[BEGIN SELECTED PASSAGE]
Some smaller utilities may even need to add staff or install new equipment to deal with the NERC CIP standards. Doing so will not be easy, because the industry as a whole deals with an aging workforce nearing retirement and a fairly tight job market. The cost of these new employees and equipment is another factor.
Smaller utilities are also likely to learn a lot about what they don't know regarding the CIP standards. For example, one small utility discovered that it was responsible for critical assets it had not known were critical, at a substation located in a critical transmission path connecting to other utilities' critical assets.
Still, solutions to cyber security can be crafted specifically to fit the individual situation, whatever the size of the utility enterprise.
Identifying physical and cyber assets, and enacting processes and improved security plans are important steps in NERC compliance. The problem is that the NERC CIP standards are considered quite vague throughout the transmission and distribution industry. Phrases such as "reasonable business judgment," "where technically feasible" and "should" appear throughout the standards. These words can be interpreted subjectively, assuming a variety of meanings and interpretations according to the reader's perspective.
Ambiguity exists not just from process to process, but also with regard to implementation. The standards allow utilities to document a noncompliant situation in the organization if it is either "technically" or "operationally unfeasible" to correct. As utilities address cyber security, the NERC CIP standards require them to become "substantially" compliant by Dec. 31, 2008. The word substantially, though, is not defined in this context, at least not substantially.
[END SELECTED PASSAGE]
[BEGIN ITEMS]
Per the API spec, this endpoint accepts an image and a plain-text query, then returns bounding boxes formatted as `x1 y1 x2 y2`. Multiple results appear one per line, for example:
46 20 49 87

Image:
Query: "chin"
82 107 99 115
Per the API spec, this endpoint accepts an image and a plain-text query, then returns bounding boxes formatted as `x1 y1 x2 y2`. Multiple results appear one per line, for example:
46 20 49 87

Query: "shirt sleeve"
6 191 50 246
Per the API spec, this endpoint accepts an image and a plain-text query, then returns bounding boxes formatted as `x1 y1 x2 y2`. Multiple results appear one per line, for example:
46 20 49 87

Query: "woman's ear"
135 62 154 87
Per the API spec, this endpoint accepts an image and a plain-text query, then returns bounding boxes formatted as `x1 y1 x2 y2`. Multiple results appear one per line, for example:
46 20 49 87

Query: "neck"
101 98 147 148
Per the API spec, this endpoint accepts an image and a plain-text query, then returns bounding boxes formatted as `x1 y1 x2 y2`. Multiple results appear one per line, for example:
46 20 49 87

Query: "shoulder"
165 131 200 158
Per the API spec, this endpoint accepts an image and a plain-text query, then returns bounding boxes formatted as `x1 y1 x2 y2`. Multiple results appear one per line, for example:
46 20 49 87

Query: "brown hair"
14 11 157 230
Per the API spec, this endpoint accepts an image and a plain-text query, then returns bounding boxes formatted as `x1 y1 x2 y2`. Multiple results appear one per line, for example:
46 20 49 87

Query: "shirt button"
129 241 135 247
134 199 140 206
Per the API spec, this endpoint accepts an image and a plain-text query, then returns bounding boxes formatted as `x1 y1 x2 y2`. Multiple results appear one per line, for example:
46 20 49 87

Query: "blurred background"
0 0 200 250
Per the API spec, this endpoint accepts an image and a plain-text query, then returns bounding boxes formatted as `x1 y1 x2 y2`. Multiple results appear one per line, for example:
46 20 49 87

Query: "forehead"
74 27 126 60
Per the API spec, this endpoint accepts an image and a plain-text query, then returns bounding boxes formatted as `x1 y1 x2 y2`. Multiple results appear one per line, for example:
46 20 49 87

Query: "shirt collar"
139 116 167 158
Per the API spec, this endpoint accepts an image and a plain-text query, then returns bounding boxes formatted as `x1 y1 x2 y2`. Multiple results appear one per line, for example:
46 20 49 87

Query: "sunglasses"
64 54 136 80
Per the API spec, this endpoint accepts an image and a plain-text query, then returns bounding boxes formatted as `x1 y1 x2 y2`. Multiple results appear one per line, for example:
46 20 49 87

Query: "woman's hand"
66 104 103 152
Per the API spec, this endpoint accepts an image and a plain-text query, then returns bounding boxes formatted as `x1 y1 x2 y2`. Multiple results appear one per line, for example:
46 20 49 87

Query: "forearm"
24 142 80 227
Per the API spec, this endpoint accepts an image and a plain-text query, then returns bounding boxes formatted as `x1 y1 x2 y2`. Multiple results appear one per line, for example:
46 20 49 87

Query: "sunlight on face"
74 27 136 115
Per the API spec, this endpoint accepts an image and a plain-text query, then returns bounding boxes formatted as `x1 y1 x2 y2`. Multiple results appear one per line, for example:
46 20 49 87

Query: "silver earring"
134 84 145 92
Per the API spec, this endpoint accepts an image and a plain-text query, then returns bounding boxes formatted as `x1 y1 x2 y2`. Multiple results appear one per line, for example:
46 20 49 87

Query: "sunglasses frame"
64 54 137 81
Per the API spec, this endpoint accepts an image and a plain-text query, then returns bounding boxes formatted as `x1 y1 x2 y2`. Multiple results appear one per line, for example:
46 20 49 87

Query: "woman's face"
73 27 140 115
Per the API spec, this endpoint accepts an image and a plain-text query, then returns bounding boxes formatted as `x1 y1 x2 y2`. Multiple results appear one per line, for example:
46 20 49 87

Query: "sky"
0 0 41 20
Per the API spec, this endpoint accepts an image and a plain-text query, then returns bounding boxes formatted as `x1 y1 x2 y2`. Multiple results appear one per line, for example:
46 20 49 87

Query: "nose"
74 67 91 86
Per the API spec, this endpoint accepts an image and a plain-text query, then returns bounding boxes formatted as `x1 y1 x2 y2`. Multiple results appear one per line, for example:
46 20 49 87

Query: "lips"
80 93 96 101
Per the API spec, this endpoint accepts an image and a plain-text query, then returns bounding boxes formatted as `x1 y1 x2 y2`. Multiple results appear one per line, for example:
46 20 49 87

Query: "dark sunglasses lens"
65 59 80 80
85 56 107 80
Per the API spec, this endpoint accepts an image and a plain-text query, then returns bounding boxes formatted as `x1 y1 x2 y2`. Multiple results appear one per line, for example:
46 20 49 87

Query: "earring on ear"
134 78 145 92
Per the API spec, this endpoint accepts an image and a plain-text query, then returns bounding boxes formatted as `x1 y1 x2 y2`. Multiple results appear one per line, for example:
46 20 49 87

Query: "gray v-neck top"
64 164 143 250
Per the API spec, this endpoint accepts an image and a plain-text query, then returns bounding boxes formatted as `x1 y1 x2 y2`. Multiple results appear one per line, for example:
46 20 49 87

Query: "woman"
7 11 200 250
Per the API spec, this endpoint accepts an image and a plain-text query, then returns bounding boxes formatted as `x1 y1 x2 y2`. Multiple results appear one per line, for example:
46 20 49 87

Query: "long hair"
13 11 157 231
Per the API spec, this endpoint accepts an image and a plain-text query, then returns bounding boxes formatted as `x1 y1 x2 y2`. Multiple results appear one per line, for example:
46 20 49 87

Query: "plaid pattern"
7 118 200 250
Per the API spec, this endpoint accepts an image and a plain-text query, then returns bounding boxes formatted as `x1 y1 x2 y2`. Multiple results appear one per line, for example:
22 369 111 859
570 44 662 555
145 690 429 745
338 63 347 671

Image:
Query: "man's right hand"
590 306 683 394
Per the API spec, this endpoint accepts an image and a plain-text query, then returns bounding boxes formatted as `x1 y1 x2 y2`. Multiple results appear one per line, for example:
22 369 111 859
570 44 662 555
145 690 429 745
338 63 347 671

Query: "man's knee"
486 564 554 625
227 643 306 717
[END ITEMS]
* **TASK STATEMENT**:
Reproduce the entire passage on smaller utilities and the NERC CIP standards word for word.

* **COMPLETED EXERCISE**:
Some smaller utilities may even need to add staff or install new equipment to deal with the NERC CIP standards. Doing so will not be easy, because the industry as a whole deals with an aging workforce nearing retirement and a fairly tight job market. The cost of these new employees and equipment is another factor.
Smaller utilities are also likely to learn a lot about what they don't know regarding the CIP standards. For example, one small utility discovered that it was responsible for critical assets it had not known were critical, at a substation located in a critical transmission path connecting to other utilities' critical assets.
Still, solutions to cyber security can be crafted specifically to fit the individual situation, whatever the size of the utility enterprise.
Identifying physical and cyber assets, and enacting processes and improved security plans are important steps in NERC compliance. The problem is that the NERC CIP standards are considered quite vague throughout the transmission and distribution industry. Phrases such as "reasonable business judgment," "where technically feasible" and "should" appear throughout the standards. These words can be interpreted subjectively, assuming a variety of meanings and interpretations according to the reader's perspective.
Ambiguity exists not just from process to process, but also with regard to implementation. The standards allow utilities to document a noncompliant situation in the organization if it is either "technically" or "operationally unfeasible" to correct. As utilities address cyber security, the NERC CIP standards require them to become "substantially" compliant by Dec. 31, 2008. The word substantially, though, is not defined in this context, at least not substantially.